• **Textauszug**
Doch all diese Anstrengungen müssen finanziert werden. Das haben alle Kriege gemeinsam – die tatsächlichen wie die metaphorischen. So belief sich das französische Haushaltsdefizit 2020 auf ein Rekordniveau von 9 % des BIP. In den Folgejahren verharrte es dann trotz erneuten Wachstums weiter auf hohen Niveaus von 6,5 %, 4,8 % und 5,6 %.[1] Die Verschuldung der öffentlichen Hand stieg laut IWF auf über 110 % des BIP, während sie vor der ersten Amtszeit des Präsidenten unter 100 % lag.

• **Ziel der Aufgabe**
Wie hoch war laut dem Textauszug das französische Haushaltsdefizit im Jahr 2020?

(Einträge zur Bereichsmarkierung)
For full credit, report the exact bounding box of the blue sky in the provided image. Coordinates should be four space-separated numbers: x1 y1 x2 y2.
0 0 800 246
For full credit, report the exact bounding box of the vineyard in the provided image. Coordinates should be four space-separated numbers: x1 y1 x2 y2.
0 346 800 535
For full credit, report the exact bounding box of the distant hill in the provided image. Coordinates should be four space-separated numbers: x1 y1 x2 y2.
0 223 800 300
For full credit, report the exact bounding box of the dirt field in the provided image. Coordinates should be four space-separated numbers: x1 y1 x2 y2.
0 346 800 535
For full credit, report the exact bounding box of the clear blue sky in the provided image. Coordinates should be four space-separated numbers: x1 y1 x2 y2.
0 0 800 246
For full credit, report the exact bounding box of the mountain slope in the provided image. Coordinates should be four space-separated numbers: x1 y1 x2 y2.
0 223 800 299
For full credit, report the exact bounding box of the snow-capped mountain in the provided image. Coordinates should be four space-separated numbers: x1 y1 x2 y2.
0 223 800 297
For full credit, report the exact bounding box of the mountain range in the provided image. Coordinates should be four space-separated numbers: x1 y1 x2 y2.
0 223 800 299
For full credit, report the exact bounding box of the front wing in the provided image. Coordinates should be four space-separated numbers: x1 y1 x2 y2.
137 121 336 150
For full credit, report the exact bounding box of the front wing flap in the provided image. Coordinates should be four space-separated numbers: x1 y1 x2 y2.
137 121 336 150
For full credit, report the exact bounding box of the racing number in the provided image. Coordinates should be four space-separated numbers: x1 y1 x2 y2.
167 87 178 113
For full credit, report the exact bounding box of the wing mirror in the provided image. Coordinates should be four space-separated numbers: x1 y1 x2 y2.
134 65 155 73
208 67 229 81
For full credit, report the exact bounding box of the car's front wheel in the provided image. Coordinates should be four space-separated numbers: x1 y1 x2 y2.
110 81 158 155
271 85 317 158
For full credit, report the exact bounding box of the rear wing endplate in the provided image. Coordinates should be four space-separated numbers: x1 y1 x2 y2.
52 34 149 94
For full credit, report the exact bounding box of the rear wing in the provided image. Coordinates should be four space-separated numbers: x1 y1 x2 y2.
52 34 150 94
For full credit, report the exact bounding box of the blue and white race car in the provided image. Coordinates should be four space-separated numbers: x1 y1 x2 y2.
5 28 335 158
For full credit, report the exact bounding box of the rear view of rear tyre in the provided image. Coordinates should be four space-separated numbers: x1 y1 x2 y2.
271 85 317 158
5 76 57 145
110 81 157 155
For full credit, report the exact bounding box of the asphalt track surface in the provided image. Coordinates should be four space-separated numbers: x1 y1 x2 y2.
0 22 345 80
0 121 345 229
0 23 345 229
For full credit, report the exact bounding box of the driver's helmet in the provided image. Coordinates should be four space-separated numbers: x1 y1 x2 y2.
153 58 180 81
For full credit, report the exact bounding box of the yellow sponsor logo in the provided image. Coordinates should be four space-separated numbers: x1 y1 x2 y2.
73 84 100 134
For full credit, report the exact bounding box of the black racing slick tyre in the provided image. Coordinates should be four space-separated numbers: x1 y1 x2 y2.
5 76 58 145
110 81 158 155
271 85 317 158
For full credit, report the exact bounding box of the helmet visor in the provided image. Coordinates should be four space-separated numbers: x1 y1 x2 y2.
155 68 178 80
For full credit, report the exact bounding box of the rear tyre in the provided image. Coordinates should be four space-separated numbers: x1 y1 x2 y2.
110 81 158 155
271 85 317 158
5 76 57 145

• **Lösung**
Es lag auf einem Rekordniveau von 9 % des BIP.